#### [WHAT NEEDS TO BE DONE]
An exact copy of every entry is needed, without any of the pictures.

====== DATASET ENTRIES

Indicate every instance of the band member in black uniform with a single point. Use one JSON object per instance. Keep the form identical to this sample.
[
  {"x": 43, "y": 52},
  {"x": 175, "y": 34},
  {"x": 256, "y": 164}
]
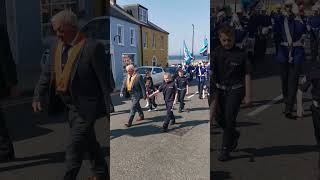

============

#### [TASK OUTPUT]
Indicate every instance of the band member in black uniform with a single point. Use one JSON object per instance. Keep the form identical to this sample.
[
  {"x": 43, "y": 52},
  {"x": 175, "y": 34},
  {"x": 256, "y": 164}
]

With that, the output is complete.